PROBLEM TO WORK ON: Using the records below, filter out every line that lacks "arched" and copy the rest.

(Beginning of TASK MATERIAL)

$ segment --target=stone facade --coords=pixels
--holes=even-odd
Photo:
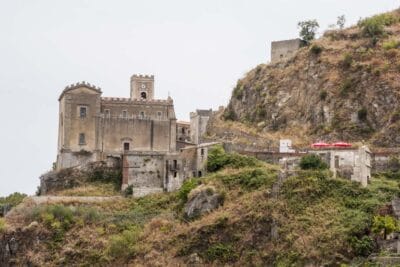
[[[301,45],[302,41],[300,39],[272,42],[271,62],[276,63],[293,57],[296,51],[300,49]]]
[[[190,122],[178,121],[176,123],[176,137],[181,142],[191,142]]]
[[[154,99],[154,76],[133,75],[131,98],[101,97],[101,93],[85,82],[62,92],[57,169],[124,151],[176,150],[173,101]]]
[[[334,176],[348,178],[367,186],[371,178],[371,151],[366,146],[354,149],[312,150],[325,159]]]
[[[183,180],[178,153],[126,152],[122,160],[122,189],[133,187],[133,196],[174,191]]]
[[[194,144],[200,144],[203,142],[202,136],[207,131],[207,123],[212,116],[212,110],[196,110],[190,112],[190,139]]]
[[[85,82],[64,89],[56,169],[117,160],[122,189],[132,186],[138,197],[173,191],[204,175],[213,144],[201,144],[201,136],[212,110],[177,123],[172,99],[154,98],[154,76],[133,75],[130,87],[130,98],[102,97],[100,88]]]

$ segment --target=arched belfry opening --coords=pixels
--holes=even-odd
[[[141,93],[140,93],[140,98],[141,98],[141,99],[147,99],[147,94],[146,94],[146,92],[141,92]]]

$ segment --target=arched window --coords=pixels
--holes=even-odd
[[[142,99],[147,99],[147,94],[146,94],[146,92],[141,92],[141,93],[140,93],[140,97],[141,97]]]

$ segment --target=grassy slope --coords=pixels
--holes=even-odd
[[[225,195],[225,203],[190,222],[183,219],[179,193],[36,207],[23,224],[39,222],[42,242],[18,260],[40,266],[176,266],[197,253],[214,265],[335,265],[362,254],[357,240],[370,235],[372,216],[399,193],[395,180],[374,178],[363,189],[328,173],[304,172],[289,178],[273,199],[276,175],[276,167],[263,165],[202,178]],[[277,240],[271,238],[273,220]]]

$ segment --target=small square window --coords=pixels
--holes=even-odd
[[[86,144],[86,138],[84,133],[79,134],[79,144],[80,145],[85,145]]]
[[[106,118],[109,118],[110,117],[110,110],[109,109],[105,109],[104,110],[104,115],[105,115]]]
[[[140,118],[144,119],[144,111],[140,111]]]
[[[79,117],[86,118],[87,115],[87,107],[79,107]]]
[[[128,112],[126,110],[122,111],[122,118],[128,117]]]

(End of TASK MATERIAL)

SOLUTION:
$ segment --target=arched belfry opening --coords=pixels
$ segment --target=arched window --coords=pixels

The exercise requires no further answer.